** DIRECTION **
Recast every line of the records below as a JSON list of strings, with one string per line and any blank lines omitted.

┌─ LISTING

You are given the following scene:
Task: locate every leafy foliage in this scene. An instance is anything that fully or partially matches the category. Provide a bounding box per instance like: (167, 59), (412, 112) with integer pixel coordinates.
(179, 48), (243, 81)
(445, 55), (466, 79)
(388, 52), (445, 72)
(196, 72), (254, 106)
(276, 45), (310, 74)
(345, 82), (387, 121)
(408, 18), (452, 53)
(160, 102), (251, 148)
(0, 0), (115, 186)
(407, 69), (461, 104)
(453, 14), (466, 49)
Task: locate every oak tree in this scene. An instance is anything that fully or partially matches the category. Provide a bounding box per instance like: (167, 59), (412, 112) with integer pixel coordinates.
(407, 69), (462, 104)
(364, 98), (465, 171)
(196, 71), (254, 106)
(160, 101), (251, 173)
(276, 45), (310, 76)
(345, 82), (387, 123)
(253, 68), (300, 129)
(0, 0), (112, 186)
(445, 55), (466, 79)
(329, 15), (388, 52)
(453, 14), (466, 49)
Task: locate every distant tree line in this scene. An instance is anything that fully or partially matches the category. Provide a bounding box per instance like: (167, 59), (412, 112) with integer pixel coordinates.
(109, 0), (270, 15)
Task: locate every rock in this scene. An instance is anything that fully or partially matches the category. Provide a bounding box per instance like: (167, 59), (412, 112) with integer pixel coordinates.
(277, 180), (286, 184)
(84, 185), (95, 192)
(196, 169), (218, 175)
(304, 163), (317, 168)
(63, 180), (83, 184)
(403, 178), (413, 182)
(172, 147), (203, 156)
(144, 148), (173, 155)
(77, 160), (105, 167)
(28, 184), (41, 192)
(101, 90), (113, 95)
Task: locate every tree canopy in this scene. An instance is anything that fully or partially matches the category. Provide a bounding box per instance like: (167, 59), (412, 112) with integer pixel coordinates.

└─

** RESPONSE FOR THIS EXERCISE **
[
  "You are given the following scene:",
  "Task: locate every leafy foliage in this scene. An instance is anything that fully or partially matches the category. Provide a bounding box per instance like: (167, 59), (412, 112) with integer pixel coordinates.",
  "(179, 48), (243, 81)",
  "(445, 55), (466, 79)",
  "(388, 52), (445, 72)",
  "(196, 72), (254, 106)",
  "(276, 45), (310, 74)",
  "(345, 82), (387, 121)",
  "(408, 18), (452, 53)",
  "(160, 102), (251, 148)",
  "(0, 0), (115, 186)",
  "(407, 69), (461, 104)",
  "(453, 14), (466, 49)",
  "Task: locate every oak tree in this scene. An instance is anything that fully or partially matches the category. Provide a bounding box per instance like: (167, 59), (412, 112) with integer pixel coordinates.",
  "(407, 69), (462, 104)",
  "(364, 98), (465, 171)",
  "(196, 71), (254, 106)",
  "(160, 101), (251, 173)",
  "(276, 45), (310, 76)",
  "(345, 82), (387, 123)",
  "(253, 68), (300, 129)",
  "(0, 0), (112, 186)",
  "(445, 55), (466, 79)",
  "(329, 15), (388, 52)",
  "(453, 14), (466, 49)",
  "Task: locate every distant tree line in this scene. An instance is anything that fully or partially matches the category. Provide a bounding box per instance like: (167, 59), (412, 112) with integer pixel coordinates.",
  "(109, 0), (270, 15)",
  "Task: locate every rock in this scene. An instance is anything that fully or partially matches the category. Provide a bounding box per instance like: (167, 59), (412, 112) with integer pixel coordinates.",
  "(277, 180), (286, 184)",
  "(84, 185), (95, 192)",
  "(196, 169), (218, 175)",
  "(304, 163), (317, 168)",
  "(63, 180), (83, 184)",
  "(403, 178), (413, 182)",
  "(172, 147), (203, 156)",
  "(144, 148), (173, 155)",
  "(77, 160), (105, 167)",
  "(28, 184), (41, 192)",
  "(101, 90), (113, 95)",
  "Task: locate every tree canopy in this scene. An instance is anything that fully or partially matches the category. Provide a bounding box per instance like: (167, 59), (412, 112) with integer pixel coordinates."
]